→ Exercise directions
Your task is to write out the complete listing exactly as it is shown.
╭──
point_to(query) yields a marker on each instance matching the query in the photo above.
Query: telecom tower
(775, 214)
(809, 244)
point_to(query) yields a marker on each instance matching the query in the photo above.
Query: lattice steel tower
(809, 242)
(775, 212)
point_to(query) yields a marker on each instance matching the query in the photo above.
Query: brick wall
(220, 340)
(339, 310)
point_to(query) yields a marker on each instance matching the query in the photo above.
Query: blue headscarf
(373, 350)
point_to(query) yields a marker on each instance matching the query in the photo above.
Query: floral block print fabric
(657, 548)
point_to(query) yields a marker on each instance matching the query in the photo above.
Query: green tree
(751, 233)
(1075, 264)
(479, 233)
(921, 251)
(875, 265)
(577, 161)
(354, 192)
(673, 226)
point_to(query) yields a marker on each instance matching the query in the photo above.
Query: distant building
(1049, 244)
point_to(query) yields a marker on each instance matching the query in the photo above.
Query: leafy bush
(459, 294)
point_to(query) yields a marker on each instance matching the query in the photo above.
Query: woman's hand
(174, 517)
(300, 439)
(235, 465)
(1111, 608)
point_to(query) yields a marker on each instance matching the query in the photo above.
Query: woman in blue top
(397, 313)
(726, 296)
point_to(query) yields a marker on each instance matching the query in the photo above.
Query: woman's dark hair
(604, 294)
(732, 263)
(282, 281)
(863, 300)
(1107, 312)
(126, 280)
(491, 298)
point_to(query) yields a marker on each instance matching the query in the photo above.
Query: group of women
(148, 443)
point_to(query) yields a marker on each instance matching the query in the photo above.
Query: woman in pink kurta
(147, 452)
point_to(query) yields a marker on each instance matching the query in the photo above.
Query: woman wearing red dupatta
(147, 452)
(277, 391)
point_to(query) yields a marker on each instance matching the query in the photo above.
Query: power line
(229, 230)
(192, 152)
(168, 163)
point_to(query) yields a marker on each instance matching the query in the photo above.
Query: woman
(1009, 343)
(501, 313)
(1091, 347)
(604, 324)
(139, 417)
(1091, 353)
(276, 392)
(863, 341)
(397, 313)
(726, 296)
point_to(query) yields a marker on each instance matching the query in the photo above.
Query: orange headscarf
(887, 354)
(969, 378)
╰──
→ Task result
point_to(query) yields a marker on each instance matching the query in the photo above.
Query: telecom tower
(775, 214)
(809, 244)
point_to(query) yields a marker on each instance matching the query in the photo above.
Query: lattice steel tower
(809, 242)
(775, 212)
point_to(query) yields a marker on each instance matching the query in the photo above.
Query: brick wall
(220, 340)
(339, 310)
point_to(query) yields a marker on each instance matching the query in the photo above.
Query: blue headscarf
(373, 350)
point_to(query) yields a marker on each instance matching the query in the photo above.
Query: floral block print fabric
(657, 548)
point_to(query) yields a marker on each instance matching the query in the photo above.
Query: green tree
(751, 233)
(1075, 264)
(479, 233)
(921, 251)
(875, 265)
(577, 161)
(354, 192)
(673, 226)
point_to(query) yields a marker on each instance matching the query in the photo above.
Query: distant building
(1049, 244)
point_to(query) yields a marker on each instance matching the query in the photo above.
Query: leafy bush
(459, 294)
point_to(query) yields a marker on each instance matching the query in the photo above.
Query: woman's hand
(174, 517)
(300, 439)
(235, 465)
(1111, 608)
point_to(query) yields a marker on each instance matching the query in the photo above.
Query: woman in blue top
(397, 313)
(726, 296)
point_to(query) yields a marker on each instance matching the query in the photo above.
Query: woman's dark hair
(604, 294)
(732, 263)
(282, 281)
(863, 300)
(1107, 312)
(126, 280)
(491, 298)
point_to(query) yields a marker on each instance matching the query in the photo above.
Query: group of women
(148, 443)
point_to(query) yields a marker on each instance matching the query in the photo above.
Query: woman in pink kurta
(147, 452)
point_to(query) yields a marker on each instance matching the query in the photo above.
Query: woman wearing red dupatta
(147, 452)
(277, 391)
point_to(query) yields a marker on each instance matching the query in the photo above.
Query: power line
(229, 230)
(192, 152)
(168, 163)
point_to(query) yields a marker on each instance matching the query in the photo above.
Query: woman
(1009, 343)
(501, 313)
(1091, 347)
(604, 324)
(139, 417)
(1091, 353)
(276, 392)
(863, 341)
(397, 313)
(726, 296)
point_to(query) yields a marker on each instance matching the query in the photo above.
Query: orange headscarf
(887, 354)
(969, 378)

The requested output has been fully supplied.